Вторая составляющая, причем решающая – это рассказ о пребывании у него в гостях в 1978 году и об их отношениях до, во время и после их встречи. Вот это и есть гениальный поступок, а вовсе не энная биография, потому что она описала историю отношений между ней самой, историком, и тогда еще живым объектом ее исследований, чудесное совмещение двух обычно разделяемых временных слоев: периода, прожитого персонажами, и последующего существования историков и их рассказов. В конце концов профессиональные и личные мотивации тесно переплелись. И от их соприкосновения родилось нечто иное – романтический опыт. В поисках доказательств проницательный историк сливается с другой своей ипостасью, гораздо менее проницательной подругой, наперсницей противоречивых излияний человека, состоявшего в связи со Злом, которое как раз и наделило его особой аурой, с чем соглашается автор книги. А уж эта аура – основной источник магнетизма высокого стройного красивого человека с его воспитанностью, эрудицией и всеми моральными дилеммами. Она прочла его «Воспоминания» и дневники, в течение трех недель она заставляла его говорить о том, что он пережил, что написал и сказал о пережитом, а теперь, оставшись наедине с собственными воспоминаниями о нем, она возвратилась к собранным материалам, к воспоминаниям о воспоминаниях о воспоминаниях, ко всем этим бесчисленным бликующим повторам, от которых кружится голова.

Серени не до конца отдавала себе в этом отчет, но, будучи рассказчицей, она, в свою очередь, становилась одним из персонажей действительно поразительной истории, которая заслуживает не только этого определения, но и эпитета «загадочная».

Она придумала удачное название для своей книги, вышедшей в 1995 году, «Albert Speer: His Battle with Truth» [4]. Когда ее читаешь, с самого начала наблюдаешь за этим сражением, которое, однако, дублируется поединком историка с рассказами, которые он ей представлял, битвой со всеми клонами, которых он последовательно выкладывал перед ней: архитектор, министр, заключенный, потом окутанная тайной звезда за одним столом с ней. Книга включает и другие схватки: со всем, что он написал и заявил, с его правдой и выдумками, по крайней мере с некоторыми версиями выдумок. И наконец, видишь сражение историка с самой собой и своими мотивами, цель которого – раскрыть загадку этого человека и полностью очистить ее от налета очарования и объективно изложить все факты, проникнув, в свою очередь, внутрь отношений между ним и Гитлером и сделав Шпеера одним персонажем среди прочих.

§ Задания для работы
1. Почему, согласно фрагменту о книге Серени, рассказ о её гостевании в 1978 году назван гениальным поступком, а не очередной биографией? Ответьте в одном–трёх предложениях.
2. Воспроизведите из фрагмента о книге Серени отрывок от слов «Она придумала удачное» до слов «персонажем среди прочих.» включительно.

§ Данные
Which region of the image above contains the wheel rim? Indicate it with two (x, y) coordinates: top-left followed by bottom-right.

§ Ответы к заданиям
1. Серени описала историю отношений между собой, историком, и ещё живым объектом своих исследований. Так она совместила два обычно разделяемых временных слоя: период, прожитый персонажами, и последующее существование историков и их рассказов.

2.
Она придумала удачное название для своей книги, вышедшей в 1995 году, «Albert Speer: His Battle with Truth» [4]. Когда ее читаешь, с самого начала наблюдаешь за этим сражением, которое, однако, дублируется поединком историка с рассказами, которые он ей представлял, битвой со всеми клонами, которых он последовательно выкладывал перед ней: архитектор, министр, заключенный, потом окутанная тайной звезда за одним столом с ней. Книга включает и другие схватки: со всем, что он написал и заявил, с его правдой и выдумками, по крайней мере с некоторыми версиями выдумок. И наконец, видишь сражение историка с самой собой и своими мотивами, цель которого – раскрыть загадку этого человека и полностью очистить ее от налета очарования и объективно изложить все факты, проникнув, в свою очередь, внутрь отношений между ним и Гитлером и сделав Шпеера одним персонажем среди прочих.